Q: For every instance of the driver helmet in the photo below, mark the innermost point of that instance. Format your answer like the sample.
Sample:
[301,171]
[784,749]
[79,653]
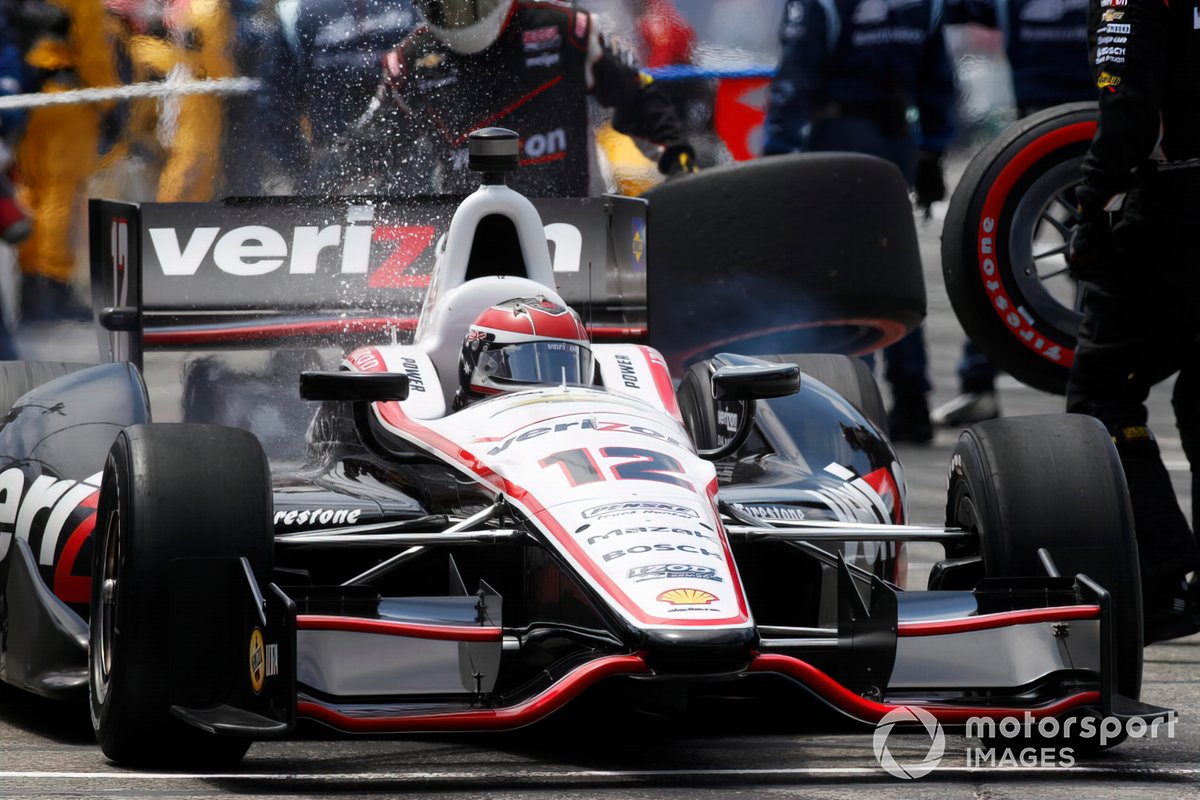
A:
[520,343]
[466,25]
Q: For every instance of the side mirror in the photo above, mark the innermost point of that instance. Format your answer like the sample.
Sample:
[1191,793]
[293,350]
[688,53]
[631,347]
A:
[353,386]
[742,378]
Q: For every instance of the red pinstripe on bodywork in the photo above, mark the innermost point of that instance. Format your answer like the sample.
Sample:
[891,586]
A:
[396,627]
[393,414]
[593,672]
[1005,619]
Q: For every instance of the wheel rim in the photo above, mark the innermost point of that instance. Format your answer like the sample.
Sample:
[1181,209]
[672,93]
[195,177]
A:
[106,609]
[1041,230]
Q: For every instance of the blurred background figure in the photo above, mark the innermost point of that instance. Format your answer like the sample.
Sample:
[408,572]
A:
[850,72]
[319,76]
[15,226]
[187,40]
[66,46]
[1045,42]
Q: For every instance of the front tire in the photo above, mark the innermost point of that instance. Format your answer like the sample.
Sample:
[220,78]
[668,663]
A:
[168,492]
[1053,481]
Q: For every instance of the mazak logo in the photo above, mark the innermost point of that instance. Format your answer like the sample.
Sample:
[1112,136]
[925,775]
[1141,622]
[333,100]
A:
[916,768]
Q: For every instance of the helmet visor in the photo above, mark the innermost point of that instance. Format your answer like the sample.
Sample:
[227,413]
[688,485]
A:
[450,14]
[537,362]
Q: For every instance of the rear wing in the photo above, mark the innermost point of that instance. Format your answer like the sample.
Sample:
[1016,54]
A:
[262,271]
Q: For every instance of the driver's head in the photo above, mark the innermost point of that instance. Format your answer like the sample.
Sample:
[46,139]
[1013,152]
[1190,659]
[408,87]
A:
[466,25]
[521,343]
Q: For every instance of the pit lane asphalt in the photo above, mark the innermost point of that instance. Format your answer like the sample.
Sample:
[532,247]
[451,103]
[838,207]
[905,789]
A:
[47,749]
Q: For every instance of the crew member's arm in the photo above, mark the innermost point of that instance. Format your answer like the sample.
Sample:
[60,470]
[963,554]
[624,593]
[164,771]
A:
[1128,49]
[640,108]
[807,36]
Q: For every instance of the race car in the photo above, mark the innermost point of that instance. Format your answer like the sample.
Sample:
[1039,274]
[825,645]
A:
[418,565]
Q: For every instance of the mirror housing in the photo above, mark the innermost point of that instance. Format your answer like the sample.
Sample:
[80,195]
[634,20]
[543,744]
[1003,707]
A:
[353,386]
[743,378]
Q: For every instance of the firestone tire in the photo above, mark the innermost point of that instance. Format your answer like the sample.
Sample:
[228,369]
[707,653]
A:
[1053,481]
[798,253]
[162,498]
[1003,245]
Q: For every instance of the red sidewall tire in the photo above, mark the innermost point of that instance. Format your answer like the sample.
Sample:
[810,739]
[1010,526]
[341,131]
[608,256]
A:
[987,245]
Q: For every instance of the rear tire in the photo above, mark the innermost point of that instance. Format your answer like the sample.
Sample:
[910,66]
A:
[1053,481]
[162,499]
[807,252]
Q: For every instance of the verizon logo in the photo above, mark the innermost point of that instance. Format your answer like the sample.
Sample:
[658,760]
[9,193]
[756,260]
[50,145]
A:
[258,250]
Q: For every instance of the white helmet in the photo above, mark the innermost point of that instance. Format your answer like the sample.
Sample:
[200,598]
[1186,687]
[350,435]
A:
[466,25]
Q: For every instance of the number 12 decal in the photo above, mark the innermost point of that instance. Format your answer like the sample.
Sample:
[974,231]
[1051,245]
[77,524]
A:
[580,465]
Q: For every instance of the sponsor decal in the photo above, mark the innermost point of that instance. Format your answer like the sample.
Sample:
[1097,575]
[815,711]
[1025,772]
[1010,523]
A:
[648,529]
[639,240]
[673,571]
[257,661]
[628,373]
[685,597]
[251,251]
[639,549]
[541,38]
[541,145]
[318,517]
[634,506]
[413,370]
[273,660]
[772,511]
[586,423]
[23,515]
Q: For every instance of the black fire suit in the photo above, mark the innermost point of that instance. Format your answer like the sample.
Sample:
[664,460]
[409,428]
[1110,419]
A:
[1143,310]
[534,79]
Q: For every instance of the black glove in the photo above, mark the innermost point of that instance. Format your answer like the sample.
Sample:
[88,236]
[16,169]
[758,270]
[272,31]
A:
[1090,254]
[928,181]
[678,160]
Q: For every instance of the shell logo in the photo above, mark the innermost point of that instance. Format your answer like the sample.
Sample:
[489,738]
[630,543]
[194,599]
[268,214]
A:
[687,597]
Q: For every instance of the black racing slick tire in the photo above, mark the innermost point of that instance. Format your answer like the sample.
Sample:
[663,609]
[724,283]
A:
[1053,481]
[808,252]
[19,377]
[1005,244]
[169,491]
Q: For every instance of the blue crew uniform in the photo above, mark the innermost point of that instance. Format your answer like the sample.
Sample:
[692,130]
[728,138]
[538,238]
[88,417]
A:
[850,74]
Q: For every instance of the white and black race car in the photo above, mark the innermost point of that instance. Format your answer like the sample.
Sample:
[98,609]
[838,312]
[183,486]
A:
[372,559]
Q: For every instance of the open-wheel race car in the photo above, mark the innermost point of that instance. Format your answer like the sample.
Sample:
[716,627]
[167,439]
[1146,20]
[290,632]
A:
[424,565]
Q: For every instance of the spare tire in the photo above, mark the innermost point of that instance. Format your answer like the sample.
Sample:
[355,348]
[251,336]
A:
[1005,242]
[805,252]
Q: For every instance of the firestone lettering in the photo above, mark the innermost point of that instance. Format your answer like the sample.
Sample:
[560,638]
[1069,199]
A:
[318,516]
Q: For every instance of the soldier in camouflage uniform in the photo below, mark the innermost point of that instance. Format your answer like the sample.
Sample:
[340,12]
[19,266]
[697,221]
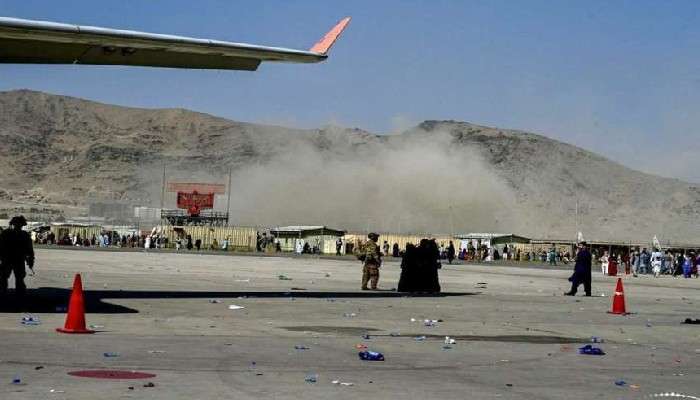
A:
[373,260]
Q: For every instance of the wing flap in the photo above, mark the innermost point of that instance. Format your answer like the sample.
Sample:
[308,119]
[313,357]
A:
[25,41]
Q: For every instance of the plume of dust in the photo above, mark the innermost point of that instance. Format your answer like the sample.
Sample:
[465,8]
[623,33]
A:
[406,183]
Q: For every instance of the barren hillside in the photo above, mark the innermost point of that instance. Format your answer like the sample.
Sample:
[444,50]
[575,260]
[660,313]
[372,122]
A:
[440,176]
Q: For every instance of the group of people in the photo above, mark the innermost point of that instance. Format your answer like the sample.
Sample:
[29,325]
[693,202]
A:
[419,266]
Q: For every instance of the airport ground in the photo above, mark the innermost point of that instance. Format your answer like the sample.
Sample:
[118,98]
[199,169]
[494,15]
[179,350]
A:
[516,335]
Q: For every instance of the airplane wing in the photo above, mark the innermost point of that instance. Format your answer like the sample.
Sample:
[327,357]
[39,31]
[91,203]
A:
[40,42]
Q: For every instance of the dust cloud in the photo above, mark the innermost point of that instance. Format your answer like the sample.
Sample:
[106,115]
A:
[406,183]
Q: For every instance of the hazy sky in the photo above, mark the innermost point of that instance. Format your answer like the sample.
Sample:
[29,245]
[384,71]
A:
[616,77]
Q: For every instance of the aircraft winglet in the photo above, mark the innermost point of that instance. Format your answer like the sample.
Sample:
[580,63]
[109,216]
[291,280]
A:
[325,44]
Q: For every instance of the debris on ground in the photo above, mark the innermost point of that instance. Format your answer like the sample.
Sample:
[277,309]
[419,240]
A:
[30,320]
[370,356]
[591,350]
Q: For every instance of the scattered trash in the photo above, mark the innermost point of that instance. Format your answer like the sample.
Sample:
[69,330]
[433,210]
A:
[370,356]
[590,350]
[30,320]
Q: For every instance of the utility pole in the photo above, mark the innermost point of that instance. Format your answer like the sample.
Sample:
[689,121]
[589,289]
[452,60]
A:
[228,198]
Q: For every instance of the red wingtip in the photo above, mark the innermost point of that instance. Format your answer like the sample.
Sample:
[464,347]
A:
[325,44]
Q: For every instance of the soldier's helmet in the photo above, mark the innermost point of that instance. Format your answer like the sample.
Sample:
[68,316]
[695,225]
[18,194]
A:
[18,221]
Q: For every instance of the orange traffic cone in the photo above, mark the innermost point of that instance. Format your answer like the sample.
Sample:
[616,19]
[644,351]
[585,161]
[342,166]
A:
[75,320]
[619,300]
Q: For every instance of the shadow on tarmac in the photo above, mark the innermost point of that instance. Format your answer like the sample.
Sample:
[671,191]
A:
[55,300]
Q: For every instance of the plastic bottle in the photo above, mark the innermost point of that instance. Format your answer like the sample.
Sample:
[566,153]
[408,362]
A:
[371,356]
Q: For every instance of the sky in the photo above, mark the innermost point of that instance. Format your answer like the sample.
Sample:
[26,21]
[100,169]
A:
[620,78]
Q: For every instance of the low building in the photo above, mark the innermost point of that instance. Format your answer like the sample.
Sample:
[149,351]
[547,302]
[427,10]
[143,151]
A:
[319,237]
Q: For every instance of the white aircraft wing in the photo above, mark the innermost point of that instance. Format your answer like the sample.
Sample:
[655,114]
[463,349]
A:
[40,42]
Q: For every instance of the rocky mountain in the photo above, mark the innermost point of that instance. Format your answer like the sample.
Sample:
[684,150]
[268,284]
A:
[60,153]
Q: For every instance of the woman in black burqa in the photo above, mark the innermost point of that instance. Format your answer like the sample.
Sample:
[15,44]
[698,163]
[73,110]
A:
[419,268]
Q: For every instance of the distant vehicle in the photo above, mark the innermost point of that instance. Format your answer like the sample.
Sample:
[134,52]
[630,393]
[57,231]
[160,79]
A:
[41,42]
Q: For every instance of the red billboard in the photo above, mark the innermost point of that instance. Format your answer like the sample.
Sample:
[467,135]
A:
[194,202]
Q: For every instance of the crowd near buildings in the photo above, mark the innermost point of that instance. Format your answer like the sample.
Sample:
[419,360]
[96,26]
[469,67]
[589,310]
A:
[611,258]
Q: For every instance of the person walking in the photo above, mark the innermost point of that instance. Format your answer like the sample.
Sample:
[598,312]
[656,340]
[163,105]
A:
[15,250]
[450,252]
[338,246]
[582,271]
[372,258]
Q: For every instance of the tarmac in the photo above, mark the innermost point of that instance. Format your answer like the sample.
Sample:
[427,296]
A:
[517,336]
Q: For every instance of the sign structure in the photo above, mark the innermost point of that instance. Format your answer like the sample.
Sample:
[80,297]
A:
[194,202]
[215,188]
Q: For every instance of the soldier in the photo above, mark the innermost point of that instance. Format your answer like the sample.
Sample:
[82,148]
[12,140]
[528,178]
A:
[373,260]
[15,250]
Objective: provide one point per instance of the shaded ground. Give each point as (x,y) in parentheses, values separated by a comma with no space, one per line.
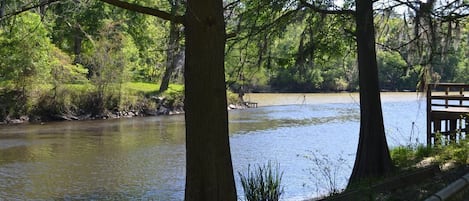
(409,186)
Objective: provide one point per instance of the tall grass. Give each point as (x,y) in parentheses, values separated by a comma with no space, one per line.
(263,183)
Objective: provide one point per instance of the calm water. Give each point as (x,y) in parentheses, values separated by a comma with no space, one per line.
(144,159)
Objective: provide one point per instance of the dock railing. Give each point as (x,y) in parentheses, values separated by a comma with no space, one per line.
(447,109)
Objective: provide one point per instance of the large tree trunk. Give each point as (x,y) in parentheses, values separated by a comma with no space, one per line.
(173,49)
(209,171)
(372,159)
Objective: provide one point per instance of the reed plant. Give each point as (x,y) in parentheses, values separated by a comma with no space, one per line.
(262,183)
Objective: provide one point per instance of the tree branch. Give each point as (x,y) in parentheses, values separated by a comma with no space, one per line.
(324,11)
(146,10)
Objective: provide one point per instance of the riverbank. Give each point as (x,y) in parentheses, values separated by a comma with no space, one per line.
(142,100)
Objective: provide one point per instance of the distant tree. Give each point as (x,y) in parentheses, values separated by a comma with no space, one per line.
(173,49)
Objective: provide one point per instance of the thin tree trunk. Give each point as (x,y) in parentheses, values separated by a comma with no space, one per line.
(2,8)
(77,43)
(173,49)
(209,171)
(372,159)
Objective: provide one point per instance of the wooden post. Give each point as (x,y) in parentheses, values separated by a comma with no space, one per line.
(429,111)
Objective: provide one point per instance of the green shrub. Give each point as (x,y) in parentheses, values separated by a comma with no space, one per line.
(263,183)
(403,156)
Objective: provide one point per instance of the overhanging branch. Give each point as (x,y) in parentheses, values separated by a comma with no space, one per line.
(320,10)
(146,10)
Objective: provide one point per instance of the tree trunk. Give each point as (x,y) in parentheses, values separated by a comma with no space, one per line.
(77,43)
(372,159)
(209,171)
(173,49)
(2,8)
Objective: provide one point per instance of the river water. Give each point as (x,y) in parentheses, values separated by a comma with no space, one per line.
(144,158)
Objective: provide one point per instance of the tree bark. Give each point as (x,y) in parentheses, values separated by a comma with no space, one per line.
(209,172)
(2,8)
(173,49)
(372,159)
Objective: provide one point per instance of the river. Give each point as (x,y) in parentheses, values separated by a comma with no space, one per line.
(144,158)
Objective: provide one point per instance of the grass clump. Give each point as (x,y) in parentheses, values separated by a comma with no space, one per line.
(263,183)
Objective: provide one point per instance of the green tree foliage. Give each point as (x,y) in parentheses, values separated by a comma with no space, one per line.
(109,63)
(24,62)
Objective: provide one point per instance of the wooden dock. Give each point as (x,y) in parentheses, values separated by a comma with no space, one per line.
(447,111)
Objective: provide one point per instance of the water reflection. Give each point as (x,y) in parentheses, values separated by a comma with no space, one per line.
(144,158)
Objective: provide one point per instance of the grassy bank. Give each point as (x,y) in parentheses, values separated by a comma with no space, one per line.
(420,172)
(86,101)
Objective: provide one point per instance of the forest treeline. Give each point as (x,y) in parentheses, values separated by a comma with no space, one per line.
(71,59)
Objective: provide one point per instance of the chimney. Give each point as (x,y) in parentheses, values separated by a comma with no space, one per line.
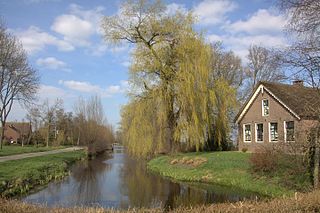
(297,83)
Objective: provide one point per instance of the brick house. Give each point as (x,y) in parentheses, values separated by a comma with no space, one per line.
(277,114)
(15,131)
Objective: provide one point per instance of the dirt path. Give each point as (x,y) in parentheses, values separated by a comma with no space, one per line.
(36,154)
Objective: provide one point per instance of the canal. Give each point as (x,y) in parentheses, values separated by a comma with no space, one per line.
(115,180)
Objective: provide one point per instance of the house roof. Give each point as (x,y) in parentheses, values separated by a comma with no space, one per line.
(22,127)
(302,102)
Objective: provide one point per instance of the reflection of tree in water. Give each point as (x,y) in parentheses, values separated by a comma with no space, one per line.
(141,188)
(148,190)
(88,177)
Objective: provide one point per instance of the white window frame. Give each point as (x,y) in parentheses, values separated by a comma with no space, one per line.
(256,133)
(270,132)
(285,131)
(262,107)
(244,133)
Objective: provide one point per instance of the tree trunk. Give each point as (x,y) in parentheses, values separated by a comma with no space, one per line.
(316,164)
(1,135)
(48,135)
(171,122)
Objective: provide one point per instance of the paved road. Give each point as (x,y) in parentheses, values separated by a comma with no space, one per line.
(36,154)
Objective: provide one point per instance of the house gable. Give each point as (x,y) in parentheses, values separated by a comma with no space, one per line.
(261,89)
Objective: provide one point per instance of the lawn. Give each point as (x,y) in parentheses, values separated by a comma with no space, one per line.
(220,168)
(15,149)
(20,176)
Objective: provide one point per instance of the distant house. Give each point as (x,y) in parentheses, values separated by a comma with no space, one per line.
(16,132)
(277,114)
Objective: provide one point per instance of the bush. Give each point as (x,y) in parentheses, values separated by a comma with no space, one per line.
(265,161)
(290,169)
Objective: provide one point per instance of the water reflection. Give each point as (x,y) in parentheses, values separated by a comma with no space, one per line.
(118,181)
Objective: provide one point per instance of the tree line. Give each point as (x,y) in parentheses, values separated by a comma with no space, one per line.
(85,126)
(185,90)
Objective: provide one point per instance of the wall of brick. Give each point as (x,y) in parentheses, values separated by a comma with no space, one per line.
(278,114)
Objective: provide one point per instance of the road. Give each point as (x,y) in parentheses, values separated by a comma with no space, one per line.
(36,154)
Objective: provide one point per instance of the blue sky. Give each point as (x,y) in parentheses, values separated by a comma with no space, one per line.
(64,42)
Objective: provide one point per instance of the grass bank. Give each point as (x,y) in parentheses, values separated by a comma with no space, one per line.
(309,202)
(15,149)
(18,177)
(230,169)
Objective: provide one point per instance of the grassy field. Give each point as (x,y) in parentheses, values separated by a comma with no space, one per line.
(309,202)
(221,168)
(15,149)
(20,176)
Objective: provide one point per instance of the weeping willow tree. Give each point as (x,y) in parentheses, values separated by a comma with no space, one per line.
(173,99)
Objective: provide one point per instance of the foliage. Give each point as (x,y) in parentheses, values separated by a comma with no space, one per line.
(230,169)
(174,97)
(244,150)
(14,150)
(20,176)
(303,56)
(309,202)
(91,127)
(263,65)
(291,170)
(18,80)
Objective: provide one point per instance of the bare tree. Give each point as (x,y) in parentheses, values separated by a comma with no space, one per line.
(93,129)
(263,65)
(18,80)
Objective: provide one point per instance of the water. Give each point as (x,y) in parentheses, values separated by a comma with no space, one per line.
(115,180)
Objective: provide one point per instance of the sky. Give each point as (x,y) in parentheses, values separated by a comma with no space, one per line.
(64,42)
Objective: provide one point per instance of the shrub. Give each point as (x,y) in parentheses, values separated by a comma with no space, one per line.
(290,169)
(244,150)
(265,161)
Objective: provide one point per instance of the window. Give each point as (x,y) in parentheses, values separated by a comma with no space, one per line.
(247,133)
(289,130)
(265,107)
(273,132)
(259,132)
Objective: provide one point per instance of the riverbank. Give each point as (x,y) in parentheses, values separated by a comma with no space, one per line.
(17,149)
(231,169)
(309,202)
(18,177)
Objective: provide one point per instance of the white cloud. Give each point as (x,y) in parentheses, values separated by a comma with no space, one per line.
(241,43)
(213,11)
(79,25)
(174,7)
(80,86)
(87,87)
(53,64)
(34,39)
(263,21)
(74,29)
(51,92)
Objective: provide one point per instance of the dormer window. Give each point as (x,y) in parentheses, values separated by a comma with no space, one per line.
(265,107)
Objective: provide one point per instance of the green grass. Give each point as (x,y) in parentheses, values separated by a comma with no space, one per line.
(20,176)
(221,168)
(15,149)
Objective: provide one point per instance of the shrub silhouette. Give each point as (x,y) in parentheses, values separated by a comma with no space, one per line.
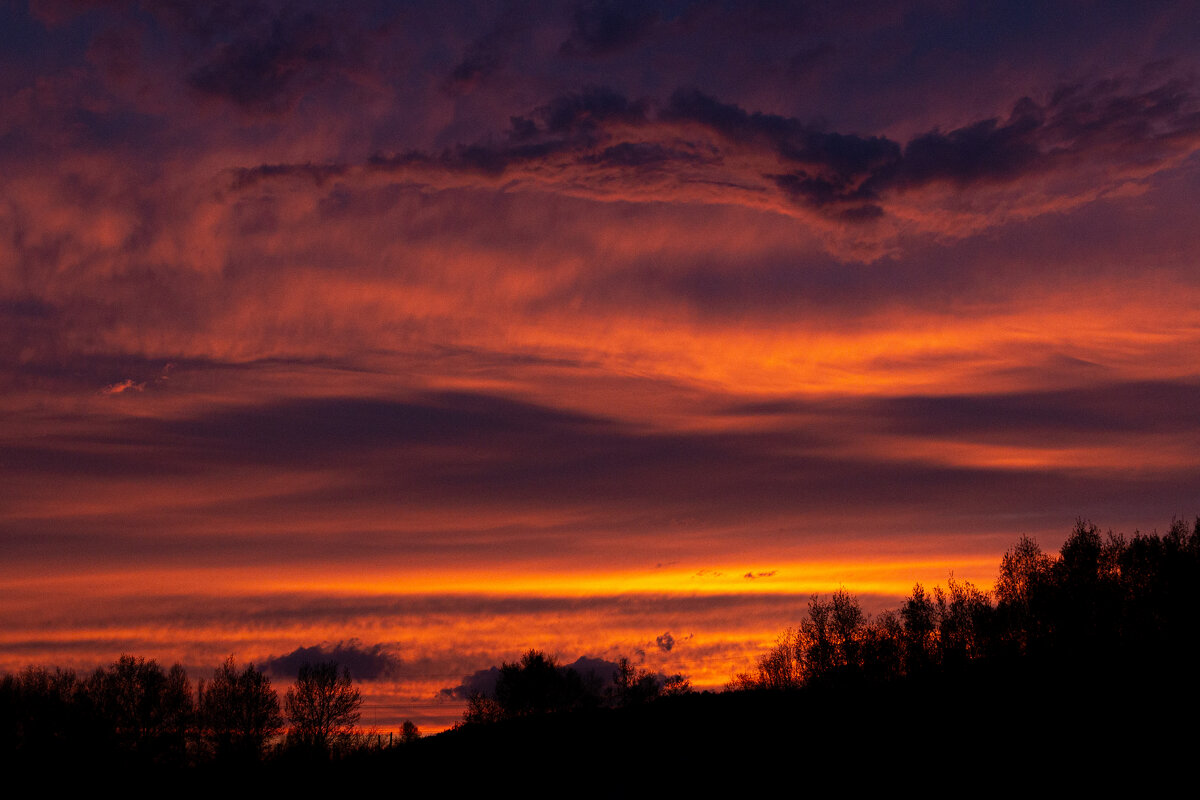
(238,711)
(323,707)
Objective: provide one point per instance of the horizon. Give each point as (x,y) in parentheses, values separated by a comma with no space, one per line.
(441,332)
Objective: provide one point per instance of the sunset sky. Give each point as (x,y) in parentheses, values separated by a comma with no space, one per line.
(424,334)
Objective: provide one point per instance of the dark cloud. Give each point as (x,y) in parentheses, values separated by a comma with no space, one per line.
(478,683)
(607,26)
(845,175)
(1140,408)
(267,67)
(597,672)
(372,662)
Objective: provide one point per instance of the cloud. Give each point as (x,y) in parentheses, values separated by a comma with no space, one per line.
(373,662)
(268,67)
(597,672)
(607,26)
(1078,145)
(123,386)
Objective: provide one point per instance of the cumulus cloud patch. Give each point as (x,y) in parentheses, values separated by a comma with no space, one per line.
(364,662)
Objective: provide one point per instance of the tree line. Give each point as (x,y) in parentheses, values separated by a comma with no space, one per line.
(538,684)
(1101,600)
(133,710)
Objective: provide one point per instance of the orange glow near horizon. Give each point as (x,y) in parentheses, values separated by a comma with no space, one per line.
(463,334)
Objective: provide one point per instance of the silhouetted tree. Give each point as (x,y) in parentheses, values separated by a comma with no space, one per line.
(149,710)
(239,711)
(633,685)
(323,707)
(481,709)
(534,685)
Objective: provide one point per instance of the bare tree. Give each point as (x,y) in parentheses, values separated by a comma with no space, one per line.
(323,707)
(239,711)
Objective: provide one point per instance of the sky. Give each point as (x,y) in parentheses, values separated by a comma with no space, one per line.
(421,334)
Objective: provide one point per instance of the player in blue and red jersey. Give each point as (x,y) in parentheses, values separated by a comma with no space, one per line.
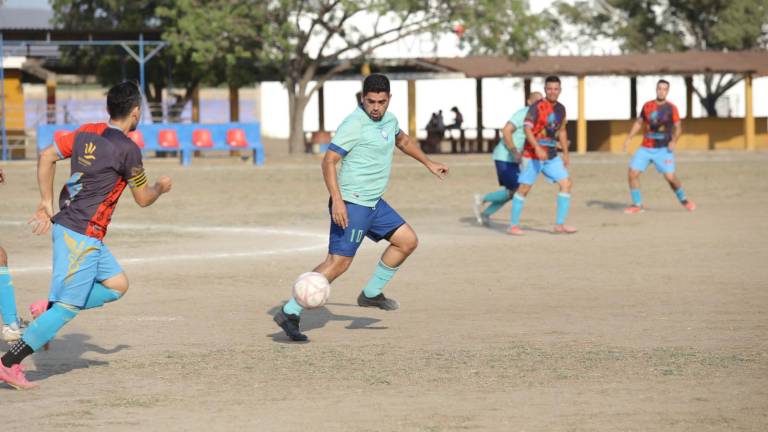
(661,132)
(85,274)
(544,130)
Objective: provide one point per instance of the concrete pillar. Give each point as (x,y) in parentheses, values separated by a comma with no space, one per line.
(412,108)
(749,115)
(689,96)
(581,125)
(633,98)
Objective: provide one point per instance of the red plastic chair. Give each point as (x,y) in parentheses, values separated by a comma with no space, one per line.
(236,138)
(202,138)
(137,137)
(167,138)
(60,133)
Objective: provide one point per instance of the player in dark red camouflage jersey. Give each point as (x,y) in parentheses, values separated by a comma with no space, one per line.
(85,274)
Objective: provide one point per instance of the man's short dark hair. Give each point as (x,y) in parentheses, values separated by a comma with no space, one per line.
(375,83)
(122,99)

YOUR OBJECTIVE →
Through the last line of the entries above, beginning at the line containing "Objective: provide one point per instance of the red", transcribe each line exactly, both ends included and nothing more.

ANSWER TO THE EXERCISE →
Objective: provide one point per instance of the red plastic chair. Give each point as (x,y) in parentheses, values separated by a comma with no space, one per line.
(236,138)
(202,138)
(137,137)
(167,138)
(60,133)
Objective: provide one point per instance of the player in dark red camouflage jersey. Give each point as (x,y) in parentheses, values separated by a comma with no space, one per line.
(85,274)
Objective: provide one point per instance of the man's short dark hair. Give each point as (x,y) in parentheses, values separated by a comma with no space, one per line.
(375,83)
(122,99)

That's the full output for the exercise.